*Problem description*: Your answer should be the lines from the one containing "Target: person walking in background" through the final line below, copied exactly.

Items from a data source
--------

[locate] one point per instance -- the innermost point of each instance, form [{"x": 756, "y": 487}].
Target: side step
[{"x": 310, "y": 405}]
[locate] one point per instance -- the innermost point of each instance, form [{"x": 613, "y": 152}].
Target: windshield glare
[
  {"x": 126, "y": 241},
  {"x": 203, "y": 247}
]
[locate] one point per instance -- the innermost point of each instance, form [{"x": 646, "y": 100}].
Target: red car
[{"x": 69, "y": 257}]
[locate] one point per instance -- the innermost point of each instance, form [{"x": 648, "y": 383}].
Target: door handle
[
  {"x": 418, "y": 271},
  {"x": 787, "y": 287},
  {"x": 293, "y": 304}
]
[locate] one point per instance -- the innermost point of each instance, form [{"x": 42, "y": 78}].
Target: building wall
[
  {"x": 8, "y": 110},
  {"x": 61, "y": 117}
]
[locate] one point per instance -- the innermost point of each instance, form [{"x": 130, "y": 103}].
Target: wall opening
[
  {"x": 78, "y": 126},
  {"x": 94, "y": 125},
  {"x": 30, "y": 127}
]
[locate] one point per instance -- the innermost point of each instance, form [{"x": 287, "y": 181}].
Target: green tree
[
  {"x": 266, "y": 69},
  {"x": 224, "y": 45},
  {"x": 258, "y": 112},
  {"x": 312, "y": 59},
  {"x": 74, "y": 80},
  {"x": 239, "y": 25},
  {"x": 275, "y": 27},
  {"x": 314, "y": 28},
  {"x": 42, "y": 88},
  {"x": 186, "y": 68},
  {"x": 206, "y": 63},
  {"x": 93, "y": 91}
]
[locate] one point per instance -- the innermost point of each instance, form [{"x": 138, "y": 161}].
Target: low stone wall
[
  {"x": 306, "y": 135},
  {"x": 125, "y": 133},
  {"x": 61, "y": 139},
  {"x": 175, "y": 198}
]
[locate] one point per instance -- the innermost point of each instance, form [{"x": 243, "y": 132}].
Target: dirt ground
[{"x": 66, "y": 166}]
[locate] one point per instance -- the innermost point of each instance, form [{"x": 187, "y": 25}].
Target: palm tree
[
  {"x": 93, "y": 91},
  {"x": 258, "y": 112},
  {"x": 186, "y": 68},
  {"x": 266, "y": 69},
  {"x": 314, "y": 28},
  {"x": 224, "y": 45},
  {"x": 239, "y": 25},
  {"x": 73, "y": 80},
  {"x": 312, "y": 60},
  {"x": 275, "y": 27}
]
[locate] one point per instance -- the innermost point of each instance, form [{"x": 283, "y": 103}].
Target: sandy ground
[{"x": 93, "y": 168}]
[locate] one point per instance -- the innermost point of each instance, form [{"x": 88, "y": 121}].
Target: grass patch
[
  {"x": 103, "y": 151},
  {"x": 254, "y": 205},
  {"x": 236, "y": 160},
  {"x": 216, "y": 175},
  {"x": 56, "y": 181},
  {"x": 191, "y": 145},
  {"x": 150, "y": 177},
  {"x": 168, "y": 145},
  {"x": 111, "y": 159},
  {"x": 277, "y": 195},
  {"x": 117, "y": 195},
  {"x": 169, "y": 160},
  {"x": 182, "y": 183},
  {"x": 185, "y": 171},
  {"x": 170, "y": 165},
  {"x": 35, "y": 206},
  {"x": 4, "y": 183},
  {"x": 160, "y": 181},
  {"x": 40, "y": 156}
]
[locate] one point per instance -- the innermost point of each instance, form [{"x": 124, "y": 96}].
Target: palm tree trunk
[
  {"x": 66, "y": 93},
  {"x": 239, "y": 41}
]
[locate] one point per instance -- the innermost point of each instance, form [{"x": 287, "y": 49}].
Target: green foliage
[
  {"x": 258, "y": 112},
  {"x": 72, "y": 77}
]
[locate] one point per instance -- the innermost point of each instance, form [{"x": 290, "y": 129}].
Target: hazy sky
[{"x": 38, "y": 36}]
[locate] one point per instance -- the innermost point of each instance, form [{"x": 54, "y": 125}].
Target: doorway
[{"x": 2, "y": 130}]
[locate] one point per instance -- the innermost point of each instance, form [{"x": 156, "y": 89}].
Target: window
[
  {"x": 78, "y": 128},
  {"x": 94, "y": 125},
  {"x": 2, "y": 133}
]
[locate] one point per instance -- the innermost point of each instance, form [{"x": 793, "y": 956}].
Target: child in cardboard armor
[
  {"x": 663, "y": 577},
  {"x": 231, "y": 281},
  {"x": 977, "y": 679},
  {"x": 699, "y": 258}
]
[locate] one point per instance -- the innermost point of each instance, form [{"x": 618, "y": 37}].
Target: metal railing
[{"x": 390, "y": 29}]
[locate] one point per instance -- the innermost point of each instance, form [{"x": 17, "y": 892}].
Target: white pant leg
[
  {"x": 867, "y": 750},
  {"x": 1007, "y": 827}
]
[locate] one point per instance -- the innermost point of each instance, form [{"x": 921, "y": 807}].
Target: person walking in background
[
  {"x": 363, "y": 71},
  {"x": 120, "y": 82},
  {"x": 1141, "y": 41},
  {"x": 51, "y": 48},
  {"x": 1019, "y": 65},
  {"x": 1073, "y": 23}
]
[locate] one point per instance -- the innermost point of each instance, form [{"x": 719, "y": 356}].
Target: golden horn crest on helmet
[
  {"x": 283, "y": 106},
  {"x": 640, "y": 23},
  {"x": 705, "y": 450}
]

--------

*Solution to the problem*:
Target: person walking in background
[
  {"x": 363, "y": 71},
  {"x": 120, "y": 82},
  {"x": 1141, "y": 41},
  {"x": 51, "y": 48},
  {"x": 1019, "y": 65},
  {"x": 1073, "y": 23}
]
[locate] one point per instance -- the innermost point of each instance, form [{"x": 719, "y": 356}].
Target: golden horn crest on helmet
[
  {"x": 283, "y": 106},
  {"x": 640, "y": 23},
  {"x": 705, "y": 450}
]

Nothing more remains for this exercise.